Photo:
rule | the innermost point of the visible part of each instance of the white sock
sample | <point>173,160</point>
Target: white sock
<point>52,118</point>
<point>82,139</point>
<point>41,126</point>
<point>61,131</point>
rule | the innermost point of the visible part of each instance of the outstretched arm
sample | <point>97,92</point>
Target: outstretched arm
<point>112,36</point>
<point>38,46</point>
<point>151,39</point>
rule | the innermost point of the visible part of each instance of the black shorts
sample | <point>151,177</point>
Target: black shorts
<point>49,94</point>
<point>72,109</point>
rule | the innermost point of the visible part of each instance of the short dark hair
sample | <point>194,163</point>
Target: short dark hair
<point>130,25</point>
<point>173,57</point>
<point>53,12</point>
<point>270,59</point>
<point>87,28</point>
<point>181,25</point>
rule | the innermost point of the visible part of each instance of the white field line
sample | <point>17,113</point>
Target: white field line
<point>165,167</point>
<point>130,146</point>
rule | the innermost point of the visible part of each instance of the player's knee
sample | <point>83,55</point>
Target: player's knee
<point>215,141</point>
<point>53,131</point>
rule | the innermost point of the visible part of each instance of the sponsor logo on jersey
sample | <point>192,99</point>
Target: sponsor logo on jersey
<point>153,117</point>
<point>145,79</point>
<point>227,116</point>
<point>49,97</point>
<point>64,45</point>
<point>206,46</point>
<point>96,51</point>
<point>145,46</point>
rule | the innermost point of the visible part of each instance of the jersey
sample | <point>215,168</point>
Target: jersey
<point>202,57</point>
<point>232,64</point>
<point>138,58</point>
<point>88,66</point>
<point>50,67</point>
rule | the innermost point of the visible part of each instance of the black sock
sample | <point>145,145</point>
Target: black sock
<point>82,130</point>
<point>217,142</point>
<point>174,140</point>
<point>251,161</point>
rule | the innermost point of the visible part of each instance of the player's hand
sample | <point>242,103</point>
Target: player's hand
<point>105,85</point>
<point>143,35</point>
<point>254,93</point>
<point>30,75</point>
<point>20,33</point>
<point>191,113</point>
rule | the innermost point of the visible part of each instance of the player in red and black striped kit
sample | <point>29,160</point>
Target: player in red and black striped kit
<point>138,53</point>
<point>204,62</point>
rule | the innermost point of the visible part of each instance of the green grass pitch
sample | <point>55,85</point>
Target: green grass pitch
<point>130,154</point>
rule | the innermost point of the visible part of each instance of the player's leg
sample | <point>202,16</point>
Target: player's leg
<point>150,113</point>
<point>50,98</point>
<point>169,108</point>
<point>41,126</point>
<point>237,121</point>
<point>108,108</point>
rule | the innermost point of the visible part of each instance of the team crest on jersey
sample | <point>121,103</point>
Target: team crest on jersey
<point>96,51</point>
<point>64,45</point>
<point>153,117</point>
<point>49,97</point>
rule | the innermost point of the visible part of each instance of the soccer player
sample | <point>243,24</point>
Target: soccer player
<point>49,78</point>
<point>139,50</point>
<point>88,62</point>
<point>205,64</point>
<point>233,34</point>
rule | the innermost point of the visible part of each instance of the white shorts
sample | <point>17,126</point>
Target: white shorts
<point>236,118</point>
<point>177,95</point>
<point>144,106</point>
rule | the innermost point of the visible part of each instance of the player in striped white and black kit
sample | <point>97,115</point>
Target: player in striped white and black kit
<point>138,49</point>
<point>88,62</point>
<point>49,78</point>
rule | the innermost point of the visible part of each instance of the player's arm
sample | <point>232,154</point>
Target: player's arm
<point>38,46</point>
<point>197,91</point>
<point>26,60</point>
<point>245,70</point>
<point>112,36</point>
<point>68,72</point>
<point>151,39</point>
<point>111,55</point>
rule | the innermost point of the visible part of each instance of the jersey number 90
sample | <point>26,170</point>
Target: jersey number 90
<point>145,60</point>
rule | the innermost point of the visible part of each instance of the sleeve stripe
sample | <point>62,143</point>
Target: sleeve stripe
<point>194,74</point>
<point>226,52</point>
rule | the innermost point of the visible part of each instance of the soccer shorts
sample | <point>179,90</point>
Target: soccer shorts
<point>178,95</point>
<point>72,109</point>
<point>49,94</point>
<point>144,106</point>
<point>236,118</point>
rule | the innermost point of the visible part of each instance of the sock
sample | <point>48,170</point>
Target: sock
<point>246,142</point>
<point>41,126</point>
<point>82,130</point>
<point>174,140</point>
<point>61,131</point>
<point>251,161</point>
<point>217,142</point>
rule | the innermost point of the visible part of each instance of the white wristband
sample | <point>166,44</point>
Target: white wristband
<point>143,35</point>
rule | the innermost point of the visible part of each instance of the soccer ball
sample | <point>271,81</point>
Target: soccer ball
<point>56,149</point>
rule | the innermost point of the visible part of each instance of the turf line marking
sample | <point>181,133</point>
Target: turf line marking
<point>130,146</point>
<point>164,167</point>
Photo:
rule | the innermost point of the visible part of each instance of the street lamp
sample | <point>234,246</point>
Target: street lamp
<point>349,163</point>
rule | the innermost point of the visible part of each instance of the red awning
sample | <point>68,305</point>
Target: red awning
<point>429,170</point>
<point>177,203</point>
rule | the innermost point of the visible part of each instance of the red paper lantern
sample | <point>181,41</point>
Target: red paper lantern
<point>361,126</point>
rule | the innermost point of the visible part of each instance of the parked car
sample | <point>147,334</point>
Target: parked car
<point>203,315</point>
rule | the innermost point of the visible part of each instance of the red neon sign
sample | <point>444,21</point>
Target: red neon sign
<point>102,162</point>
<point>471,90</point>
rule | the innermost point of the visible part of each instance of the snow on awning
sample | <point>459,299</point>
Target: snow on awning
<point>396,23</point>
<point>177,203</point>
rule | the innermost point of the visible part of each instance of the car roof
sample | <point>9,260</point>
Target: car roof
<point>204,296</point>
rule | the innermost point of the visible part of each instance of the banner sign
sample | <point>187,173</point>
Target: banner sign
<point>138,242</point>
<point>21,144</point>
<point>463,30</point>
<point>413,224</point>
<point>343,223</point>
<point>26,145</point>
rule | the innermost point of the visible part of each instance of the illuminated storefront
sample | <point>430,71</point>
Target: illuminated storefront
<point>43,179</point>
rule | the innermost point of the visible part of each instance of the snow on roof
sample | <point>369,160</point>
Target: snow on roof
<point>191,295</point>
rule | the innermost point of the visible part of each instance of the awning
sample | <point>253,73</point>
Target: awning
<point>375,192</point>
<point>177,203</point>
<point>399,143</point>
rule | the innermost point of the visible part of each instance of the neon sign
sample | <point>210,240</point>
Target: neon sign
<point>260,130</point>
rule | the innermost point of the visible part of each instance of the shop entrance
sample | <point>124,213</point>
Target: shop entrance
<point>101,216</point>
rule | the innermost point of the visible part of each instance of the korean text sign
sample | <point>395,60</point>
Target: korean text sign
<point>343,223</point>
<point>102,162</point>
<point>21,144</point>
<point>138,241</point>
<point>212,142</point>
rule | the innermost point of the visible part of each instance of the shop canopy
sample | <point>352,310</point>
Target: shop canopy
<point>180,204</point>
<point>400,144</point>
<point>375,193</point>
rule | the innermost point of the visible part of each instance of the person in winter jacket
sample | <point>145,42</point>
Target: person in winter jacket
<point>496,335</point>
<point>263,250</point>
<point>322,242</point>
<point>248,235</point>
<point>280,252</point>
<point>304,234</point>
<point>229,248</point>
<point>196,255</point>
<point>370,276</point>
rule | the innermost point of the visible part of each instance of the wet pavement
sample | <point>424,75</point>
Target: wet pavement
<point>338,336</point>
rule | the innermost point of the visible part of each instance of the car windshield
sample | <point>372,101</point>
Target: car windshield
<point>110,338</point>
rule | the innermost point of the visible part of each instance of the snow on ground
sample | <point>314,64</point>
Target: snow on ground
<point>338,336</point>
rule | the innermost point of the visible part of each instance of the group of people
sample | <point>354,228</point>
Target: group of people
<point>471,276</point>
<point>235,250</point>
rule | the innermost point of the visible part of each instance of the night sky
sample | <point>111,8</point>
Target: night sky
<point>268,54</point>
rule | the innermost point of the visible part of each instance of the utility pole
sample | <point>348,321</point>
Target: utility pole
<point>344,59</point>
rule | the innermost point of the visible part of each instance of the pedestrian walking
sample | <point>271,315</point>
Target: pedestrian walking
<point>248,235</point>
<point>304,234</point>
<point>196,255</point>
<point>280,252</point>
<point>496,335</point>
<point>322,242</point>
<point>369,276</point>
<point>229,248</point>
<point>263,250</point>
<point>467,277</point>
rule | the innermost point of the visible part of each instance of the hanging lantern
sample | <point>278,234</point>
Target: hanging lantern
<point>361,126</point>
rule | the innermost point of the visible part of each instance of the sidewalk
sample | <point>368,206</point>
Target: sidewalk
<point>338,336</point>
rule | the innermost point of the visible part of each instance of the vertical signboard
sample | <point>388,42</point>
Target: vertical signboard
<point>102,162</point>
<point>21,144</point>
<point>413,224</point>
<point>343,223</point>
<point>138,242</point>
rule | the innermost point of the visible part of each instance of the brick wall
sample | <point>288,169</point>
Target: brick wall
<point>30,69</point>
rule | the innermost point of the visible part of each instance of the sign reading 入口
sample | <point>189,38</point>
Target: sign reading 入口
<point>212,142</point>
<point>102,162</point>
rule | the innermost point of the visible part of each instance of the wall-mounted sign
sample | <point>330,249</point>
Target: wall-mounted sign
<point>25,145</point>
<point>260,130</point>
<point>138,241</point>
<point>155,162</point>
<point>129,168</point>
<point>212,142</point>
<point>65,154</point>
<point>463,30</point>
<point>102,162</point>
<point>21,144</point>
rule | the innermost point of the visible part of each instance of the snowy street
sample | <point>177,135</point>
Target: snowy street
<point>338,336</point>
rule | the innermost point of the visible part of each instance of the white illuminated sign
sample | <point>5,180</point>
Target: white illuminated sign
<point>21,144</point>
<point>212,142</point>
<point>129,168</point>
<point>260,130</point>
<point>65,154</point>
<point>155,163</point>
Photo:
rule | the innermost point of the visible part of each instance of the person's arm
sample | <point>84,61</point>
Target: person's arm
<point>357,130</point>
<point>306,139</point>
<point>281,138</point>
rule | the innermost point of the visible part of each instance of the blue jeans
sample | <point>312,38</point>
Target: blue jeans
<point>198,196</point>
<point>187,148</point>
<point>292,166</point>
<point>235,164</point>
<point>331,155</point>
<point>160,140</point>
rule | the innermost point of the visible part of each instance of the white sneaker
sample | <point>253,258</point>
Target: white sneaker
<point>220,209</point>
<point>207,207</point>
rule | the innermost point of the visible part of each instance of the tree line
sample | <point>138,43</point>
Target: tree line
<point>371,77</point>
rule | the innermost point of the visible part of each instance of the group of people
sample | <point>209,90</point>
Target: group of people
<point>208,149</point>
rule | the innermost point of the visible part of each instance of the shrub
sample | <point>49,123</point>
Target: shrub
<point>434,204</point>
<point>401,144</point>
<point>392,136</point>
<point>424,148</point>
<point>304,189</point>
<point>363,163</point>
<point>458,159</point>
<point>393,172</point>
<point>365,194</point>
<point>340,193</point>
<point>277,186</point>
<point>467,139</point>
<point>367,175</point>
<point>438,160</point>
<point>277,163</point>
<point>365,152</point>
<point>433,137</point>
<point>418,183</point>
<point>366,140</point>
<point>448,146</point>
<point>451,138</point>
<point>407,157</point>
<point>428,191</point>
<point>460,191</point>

---*---

> **WHAT YOU NEED TO DO**
Please return only the lines above, starting at the line that has "Target: player in red and black striped kit" and ending at the line that has "the team crest on jersey", keeping both and leaving each one unchanged.

> **WRITTEN ANSWER**
Target: player in red and black striped kit
<point>138,53</point>
<point>204,62</point>
rule | the innermost point of the visible part of each instance of the green grass pitch
sample | <point>55,85</point>
Target: green grass pitch
<point>130,154</point>
rule | the innermost point of the visible part of each instance of the player's leg
sample | <point>202,16</point>
Target: player's leg
<point>150,113</point>
<point>50,98</point>
<point>169,108</point>
<point>41,126</point>
<point>237,121</point>
<point>108,108</point>
rule | the innermost point of the visible part of each instance of the team crest on jersey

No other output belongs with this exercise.